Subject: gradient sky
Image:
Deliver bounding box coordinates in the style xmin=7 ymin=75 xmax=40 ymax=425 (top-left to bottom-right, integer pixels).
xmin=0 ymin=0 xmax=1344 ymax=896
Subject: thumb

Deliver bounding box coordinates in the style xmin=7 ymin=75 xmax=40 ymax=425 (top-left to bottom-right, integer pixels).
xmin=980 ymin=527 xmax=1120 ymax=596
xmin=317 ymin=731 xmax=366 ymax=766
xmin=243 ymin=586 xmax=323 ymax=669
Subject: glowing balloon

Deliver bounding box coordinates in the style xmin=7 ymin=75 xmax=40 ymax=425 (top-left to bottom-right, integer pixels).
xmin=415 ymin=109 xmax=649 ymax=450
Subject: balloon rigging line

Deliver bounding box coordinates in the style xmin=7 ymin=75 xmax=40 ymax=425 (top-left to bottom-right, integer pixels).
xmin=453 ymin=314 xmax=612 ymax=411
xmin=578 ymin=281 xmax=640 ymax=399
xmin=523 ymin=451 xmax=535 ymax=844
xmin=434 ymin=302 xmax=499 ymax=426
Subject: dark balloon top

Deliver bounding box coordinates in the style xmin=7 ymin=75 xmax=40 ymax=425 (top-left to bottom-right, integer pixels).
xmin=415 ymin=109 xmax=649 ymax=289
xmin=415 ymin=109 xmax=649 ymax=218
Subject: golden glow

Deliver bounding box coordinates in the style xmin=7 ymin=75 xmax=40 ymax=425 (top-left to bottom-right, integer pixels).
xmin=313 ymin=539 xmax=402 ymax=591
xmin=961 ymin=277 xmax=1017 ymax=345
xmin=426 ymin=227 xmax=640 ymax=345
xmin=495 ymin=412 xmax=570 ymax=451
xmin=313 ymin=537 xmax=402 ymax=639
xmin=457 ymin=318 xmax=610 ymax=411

## Required task:
Could you update the records from the line with "Subject: dark balloon top" to the line with "xmin=415 ymin=109 xmax=649 ymax=218" so that "dark" becomes "shaded", with nothing else changed, and return only those lines?

## Result for this task:
Subject: shaded balloon top

Deliver bounding box coordinates in the style xmin=7 ymin=75 xmax=40 ymax=425 (top-left to bottom-right, integer pixels).
xmin=415 ymin=109 xmax=649 ymax=289
xmin=415 ymin=109 xmax=649 ymax=218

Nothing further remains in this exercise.